Entries from a point annotation set
⟨

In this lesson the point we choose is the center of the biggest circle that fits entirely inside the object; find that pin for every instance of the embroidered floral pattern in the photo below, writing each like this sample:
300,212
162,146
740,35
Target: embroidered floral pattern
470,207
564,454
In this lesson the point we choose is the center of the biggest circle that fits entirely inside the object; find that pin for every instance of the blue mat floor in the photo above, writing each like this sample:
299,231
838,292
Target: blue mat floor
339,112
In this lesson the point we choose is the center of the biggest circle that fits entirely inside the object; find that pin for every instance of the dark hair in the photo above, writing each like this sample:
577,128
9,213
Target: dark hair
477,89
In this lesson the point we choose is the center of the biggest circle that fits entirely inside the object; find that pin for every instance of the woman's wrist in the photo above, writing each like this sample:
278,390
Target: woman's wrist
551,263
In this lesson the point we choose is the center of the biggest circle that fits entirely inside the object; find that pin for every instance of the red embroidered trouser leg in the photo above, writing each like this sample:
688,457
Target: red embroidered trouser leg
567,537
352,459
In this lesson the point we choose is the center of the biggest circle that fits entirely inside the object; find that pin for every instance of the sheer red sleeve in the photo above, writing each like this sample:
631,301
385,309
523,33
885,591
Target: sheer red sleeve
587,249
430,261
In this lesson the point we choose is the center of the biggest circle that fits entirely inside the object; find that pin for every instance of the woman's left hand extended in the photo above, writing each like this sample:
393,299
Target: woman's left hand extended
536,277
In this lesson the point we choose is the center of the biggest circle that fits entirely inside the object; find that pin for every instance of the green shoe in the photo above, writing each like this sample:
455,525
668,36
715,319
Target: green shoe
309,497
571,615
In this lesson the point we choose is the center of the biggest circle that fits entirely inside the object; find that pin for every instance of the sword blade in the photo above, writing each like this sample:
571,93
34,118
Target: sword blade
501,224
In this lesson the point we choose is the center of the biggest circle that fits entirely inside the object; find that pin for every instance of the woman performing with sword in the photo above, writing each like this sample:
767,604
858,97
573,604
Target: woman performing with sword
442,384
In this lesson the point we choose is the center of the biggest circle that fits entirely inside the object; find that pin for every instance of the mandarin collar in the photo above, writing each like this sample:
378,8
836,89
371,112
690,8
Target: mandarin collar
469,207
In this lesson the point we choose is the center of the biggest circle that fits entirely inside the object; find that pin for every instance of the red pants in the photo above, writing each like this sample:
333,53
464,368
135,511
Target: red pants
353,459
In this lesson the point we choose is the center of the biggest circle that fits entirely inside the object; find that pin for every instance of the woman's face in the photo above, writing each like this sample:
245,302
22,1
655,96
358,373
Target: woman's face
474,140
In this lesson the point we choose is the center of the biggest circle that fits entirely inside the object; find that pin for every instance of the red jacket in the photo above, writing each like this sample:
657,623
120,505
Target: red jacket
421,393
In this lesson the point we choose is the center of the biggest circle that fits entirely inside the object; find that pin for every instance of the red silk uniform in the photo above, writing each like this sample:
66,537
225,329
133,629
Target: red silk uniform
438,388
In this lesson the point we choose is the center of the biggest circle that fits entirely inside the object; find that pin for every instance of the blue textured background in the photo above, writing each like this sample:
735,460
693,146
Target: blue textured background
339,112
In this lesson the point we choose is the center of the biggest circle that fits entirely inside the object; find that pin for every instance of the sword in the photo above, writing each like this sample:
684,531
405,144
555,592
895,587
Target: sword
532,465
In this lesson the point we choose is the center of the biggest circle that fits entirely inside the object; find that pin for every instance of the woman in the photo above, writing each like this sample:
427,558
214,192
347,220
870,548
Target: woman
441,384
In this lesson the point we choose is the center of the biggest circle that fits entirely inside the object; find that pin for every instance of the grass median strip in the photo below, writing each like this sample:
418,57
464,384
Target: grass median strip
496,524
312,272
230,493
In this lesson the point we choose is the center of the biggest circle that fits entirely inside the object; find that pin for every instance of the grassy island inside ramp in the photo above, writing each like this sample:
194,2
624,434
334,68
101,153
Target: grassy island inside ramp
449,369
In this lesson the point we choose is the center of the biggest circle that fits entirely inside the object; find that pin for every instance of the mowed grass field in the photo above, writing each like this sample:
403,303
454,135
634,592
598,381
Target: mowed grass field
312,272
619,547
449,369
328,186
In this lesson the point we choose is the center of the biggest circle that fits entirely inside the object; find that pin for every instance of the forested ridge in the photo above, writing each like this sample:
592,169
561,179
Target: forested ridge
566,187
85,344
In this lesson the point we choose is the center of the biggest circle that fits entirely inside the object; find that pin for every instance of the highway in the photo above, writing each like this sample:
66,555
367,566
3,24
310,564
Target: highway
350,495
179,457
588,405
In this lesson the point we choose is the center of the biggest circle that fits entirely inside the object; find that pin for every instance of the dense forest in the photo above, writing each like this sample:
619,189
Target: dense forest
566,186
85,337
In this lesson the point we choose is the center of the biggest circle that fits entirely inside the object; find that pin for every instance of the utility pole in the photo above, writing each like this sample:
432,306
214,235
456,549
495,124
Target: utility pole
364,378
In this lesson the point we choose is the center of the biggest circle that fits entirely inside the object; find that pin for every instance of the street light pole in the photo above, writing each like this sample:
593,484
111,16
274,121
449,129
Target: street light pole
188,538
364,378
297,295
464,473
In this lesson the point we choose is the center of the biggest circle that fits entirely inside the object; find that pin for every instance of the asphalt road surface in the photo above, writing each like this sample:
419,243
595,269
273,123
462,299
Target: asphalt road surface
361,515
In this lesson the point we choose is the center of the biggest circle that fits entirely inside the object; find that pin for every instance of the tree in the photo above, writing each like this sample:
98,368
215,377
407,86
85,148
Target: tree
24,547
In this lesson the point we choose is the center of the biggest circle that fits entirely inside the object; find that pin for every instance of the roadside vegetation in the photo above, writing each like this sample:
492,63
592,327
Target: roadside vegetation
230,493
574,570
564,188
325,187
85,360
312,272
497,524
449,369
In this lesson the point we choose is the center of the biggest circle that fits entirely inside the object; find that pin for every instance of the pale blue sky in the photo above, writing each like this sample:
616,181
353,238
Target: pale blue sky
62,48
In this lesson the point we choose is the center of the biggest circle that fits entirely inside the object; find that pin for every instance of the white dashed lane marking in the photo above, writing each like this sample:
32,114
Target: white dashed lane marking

⟩

WHAT YOU WILL DO: Reproduce every one of the records above verbatim, keeping each line as it appears.

SOLUTION:
In this lesson the point we choose is the center of the biggest circle that fits entirely inside the object; find that pin for every instance of the embroidered floral pattern in the photo below, writing each like this sample:
300,212
162,146
740,35
Target: embroidered floral pattern
470,207
564,454
In this lesson the point we choose is the center of the biggest circle that fits entirely inside the object; find that pin for every instance of the blue mat floor in the photo above, writing each like this sample:
299,231
838,292
Target: blue mat floor
339,112
In this lesson the point we choose is the center of the biggest circle that fits entirely inside the object; find that pin for every instance of the dark hair in the photo above, writing each like this sample:
577,128
9,213
Target: dark hair
477,89
In this lesson the point we choose is the center of the biggest circle that fits entirely inside the object; find that pin for every instance of the woman's wrist in the photo above, writing each like this sample:
278,390
Target: woman's wrist
551,263
In this lesson the point we choose is the center of the biggest circle that fits entirely inside the object; find that pin for every instance of the red embroidered trouser leg in the photo above, writing each like this sample:
688,457
Target: red embroidered trouser leg
567,537
352,459
In this lesson the point we choose is the center of the biggest circle that fits entirely inside the object; find that pin for every instance of the sheer red sleeve in the photo above, writing each like this sample:
631,301
385,309
523,33
885,591
Target: sheer red sleeve
587,249
430,261
In this lesson the point we choose is the center of the biggest circle that fits entirely inside the object; find that pin for every instance of the woman's left hand extended in the photo above, writing each like this sample:
393,299
Target: woman's left hand extended
536,277
In this lesson the point we choose is the center of the biggest circle that fits entirely inside the object; find that pin for every instance of the green shoe in the photo above, writing each like this sample:
455,525
668,36
715,319
Target: green shoe
309,497
571,615
In this lesson the point we choose is the center of the biggest circle that fits entirely inside the object; find that pin for every instance of the sword blade in the photo above, writing each like this sample:
571,93
34,118
Target: sword blade
501,224
In this lesson the point we choose is the center of the biggest circle that fits entirely inside the object; find that pin for every instance of the woman performing with sword in the photo above, writing each like this sample:
767,604
858,97
573,604
Target: woman performing with sword
442,384
In this lesson the point we choose is the center of the biggest circle that fits entirely inside the object; find that pin for every instance of the mandarin collar in the photo above, writing each like this sample:
378,8
836,89
371,112
690,8
Target: mandarin collar
469,207
In this lesson the point we choose is the center of the biggest circle that fits entirely inside the object; find that pin for every instance of the red pants in the photo above, writing each like this sample:
333,53
464,368
135,511
Target: red pants
353,459
In this lesson the point we choose is the center of the biggest circle that fits entirely inside the object; find that pin for every instance of the woman's face in the photo above, writing each like this sample:
245,302
22,1
655,96
358,373
Target: woman's face
474,140
In this lesson the point we choose is the center of the biggest circle that fits entirely inside the object; find that pin for every instance of the red jacket in the photo above, writing each like this sample:
657,623
120,505
Target: red jacket
421,393
In this lesson the point we choose is the center of the biggest circle that fits entirely inside the object; find that pin for every instance of the red silk uniform in the photo above, writing each like this sample:
66,537
225,329
133,629
Target: red silk uniform
438,388
In this lesson the point we choose is the center of the biggest circle that fits entirely inside the object; find that pin for every instance of the blue textured background in the photo above, writing each like this sample:
735,460
693,146
Target: blue textured background
339,112
In this lesson the point we choose is the center of the biggest circle that fits entirely inside the object; find that pin for every instance of the sword in the photo above, writing each like this sample:
684,531
405,144
555,592
895,587
Target: sword
532,465
In this lesson the point we choose is the center of the biggest circle that fits entirely inside the object; find that pin for every instance of the woman in the photo above, writing each like this sample:
427,558
214,192
347,220
870,548
Target: woman
441,384
In this lesson the point we choose is the center of the biggest circle that fits entirely inside the object; find that pin for every instance of the grass median strip in the photo below, writing each like this sample:
418,57
464,384
Target: grass median strip
496,524
312,272
230,493
In this lesson the point we choose is the center of the biggest circle that fits entirely inside the object; find that pin for every instance of the grassy island inside ramp in the photo above, writing each like this sample:
194,2
624,434
334,68
101,153
Target: grassy island inside ramp
449,369
In this lesson the point we choose is the center of the biggest circle that fits entirely inside the object; find that pin for every instance of the mowed grass field in the photo above, writing each like this sample:
403,303
454,135
634,592
598,381
Target: mowed grass field
312,272
619,547
449,369
328,186
In this lesson the point we choose is the center of the biggest circle that fits entirely inside the object; find that pin for every instance of the forested ridge in the photo above, writing each like this sample:
592,169
561,179
Target: forested ridge
566,187
85,344
In this lesson the point we choose is the center of the biggest circle that fits entirely inside the object; find that pin for every instance of the highway in the photo above, writing each like this sample:
66,555
367,566
3,24
310,564
Target: highway
350,495
179,457
588,405
In this lesson the point we choose is the center of the biggest circle that fits entirely inside the object; find that pin for every instance of the dense forest in the photo above, writing each like this sample:
619,189
Target: dense forest
566,186
85,337
In this lesson the point we choose is the center of the biggest circle that fits entirely inside the object; find that pin for every instance of the utility pole in the photo above, writing each like this sample:
432,306
214,235
456,549
495,124
Target: utility pole
364,378
In this lesson the point we choose is the center of the biggest circle that fits entirely inside the object; find that pin for every instance of the street light pole in the photo above, writing each like this sample:
593,484
111,16
274,121
449,129
Target: street light pole
188,538
364,378
297,295
464,473
In this lesson the point we choose is the center of the biggest circle that fits entirely inside the object; find that pin for every instance of the asphalt road surface in the photo above, writing each like this sample:
419,243
595,269
273,123
462,299
Target: asphalt road surface
361,515
In this lesson the point we choose is the center of the biggest circle that fits entirely inside the object; find that pin for every instance of the tree in the photo above, writing each like this sample:
98,368
215,377
407,86
85,148
Target: tree
24,547
In this lesson the point we choose is the center of the biggest circle that fits entirely inside the object; find that pin for every instance of the roadside vegetation in the photo above, writing each like this sample:
492,63
592,327
Target: roadside vegetation
230,493
574,570
564,188
325,187
85,360
312,272
497,524
449,369
In this lesson the point we choose is the center of the biggest circle that fits entirely inside the object; find that pin for every instance of the pale blue sky in the photo above, writing each like this sample:
616,181
353,238
Target: pale blue sky
62,48
In this lesson the point we choose is the center of the biggest circle that fits entirely inside the object; find that pin for every instance of the white dashed lane marking in the photo above, writing each like this sample:
32,114
Target: white dashed lane marking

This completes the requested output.